Exercise goal
Recast the data below as a JSON list of strings, one string per line, with blank lines left out. Begin at the line that contains "Each instance of the man" and stop after the line that contains "Target: check-in counter".

Provided entries
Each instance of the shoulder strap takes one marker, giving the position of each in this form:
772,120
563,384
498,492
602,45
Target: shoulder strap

--

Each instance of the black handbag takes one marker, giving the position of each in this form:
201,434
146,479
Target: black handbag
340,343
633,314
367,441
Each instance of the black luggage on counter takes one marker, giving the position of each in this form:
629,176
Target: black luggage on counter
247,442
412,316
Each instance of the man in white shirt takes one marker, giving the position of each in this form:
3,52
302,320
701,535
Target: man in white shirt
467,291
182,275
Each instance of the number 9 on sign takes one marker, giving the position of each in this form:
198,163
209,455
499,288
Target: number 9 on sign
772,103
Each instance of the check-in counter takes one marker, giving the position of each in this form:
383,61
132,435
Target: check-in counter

...

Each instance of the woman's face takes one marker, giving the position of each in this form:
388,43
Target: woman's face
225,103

Result for this exercise
[
  "Each instance of the man in white shirt takes one marker, giving the position of each in this form:",
  "3,52",
  "302,320",
  "701,535",
  "Target: man in white shirt",
  "467,291",
  "182,275",
  "Each instance of the number 9 on sign takes one marker, giving the position of each in this form:",
  "198,163",
  "209,455",
  "499,288",
  "Target: number 9 on sign",
  "772,103",
  "Each instance of the check-in counter takes one marker, giving the position of each in this form:",
  "383,61",
  "132,435",
  "Target: check-in counter"
]